**What is needed**
Print the records again, matching each line exactly.

[Dataset items]
────
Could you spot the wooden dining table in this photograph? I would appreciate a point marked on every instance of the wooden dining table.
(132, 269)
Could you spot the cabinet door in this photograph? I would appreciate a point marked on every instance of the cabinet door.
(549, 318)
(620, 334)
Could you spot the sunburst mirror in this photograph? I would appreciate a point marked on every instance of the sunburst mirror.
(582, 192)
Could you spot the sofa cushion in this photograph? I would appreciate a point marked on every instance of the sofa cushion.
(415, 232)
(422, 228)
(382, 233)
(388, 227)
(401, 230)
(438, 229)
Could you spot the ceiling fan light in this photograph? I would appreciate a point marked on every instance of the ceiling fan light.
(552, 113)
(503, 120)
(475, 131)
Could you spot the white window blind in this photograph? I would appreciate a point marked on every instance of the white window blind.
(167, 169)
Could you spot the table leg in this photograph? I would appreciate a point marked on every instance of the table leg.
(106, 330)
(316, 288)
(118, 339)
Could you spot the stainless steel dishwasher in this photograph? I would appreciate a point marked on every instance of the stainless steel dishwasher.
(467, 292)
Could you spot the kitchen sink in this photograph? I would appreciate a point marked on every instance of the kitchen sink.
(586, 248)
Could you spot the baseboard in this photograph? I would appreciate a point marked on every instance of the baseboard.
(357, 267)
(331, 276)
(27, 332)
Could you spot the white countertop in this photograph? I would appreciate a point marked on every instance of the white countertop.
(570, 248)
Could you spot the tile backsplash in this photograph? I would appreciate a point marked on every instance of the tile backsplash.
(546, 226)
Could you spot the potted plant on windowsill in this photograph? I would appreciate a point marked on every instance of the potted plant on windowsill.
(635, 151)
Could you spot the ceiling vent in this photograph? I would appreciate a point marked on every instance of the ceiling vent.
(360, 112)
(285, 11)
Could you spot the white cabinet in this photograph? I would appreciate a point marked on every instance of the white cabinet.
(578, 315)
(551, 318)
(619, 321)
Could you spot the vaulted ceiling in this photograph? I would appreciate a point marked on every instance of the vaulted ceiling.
────
**Response**
Could you spot the wooden dining table in this photograph? I would appreciate a point marked on every instance of the wooden dining table.
(132, 269)
Could you spot the cabinet door in this photograph? I would appreciate a point marked on every instance of the cabinet door.
(549, 318)
(620, 334)
Could you spot the sunburst mirror in this photograph? I would appreciate a point marked on every instance of the sunburst mirror.
(582, 192)
Could you spot the sofa cushion in this photograph? I would appreciate a point marked on every instance of the sofa cushion.
(415, 232)
(422, 228)
(382, 233)
(388, 227)
(401, 230)
(438, 229)
Could you spot the ceiling fan light in this photograph? I would appreciate a point marked on every instance of the ceiling fan light.
(552, 113)
(503, 120)
(475, 131)
Could you spot the white window blind in this photograph? I would appreciate a point marked on every instance of the white window blind.
(167, 169)
Could you spot the table leg in this photograph? I would appreciate a point marked on every instance of the table leg.
(106, 330)
(316, 288)
(118, 339)
Could you spot the stainless steel dishwasher in this photograph? I would appreciate a point marked on every instance of the stainless steel dishwasher.
(467, 292)
Could you spot the kitchen sink in this photograph? I would appreciate a point marked on every instance of the kitchen sink.
(586, 248)
Could you spot the baseboard in this photograph? I would appreciate a point marked on every instance of the baseboard.
(357, 267)
(331, 276)
(27, 332)
Could you spot the white countertop in this photograph? I would appreciate a point marked on every instance of the white countertop.
(570, 248)
Could you spot the tile backsplash in this photograph? I would appreciate a point marked on every instance of the tile backsplash.
(546, 226)
Could you spot the potted plant on windowsill in this photograph? I would appreciate a point marked on every instance of the potted plant on windowsill.
(635, 151)
Could you spot the ceiling vent in this photograph? I would appreciate a point marked on every instance of the ceiling vent.
(360, 112)
(285, 11)
Could you spot the white cabinet in this photograph? I would appreciate a point marked on every instance of the white cabinet.
(578, 315)
(551, 318)
(619, 321)
Could you spot the vaulted ceiling in this photograph? I would appreciate a point marked on every instance of the vaulted ceiling.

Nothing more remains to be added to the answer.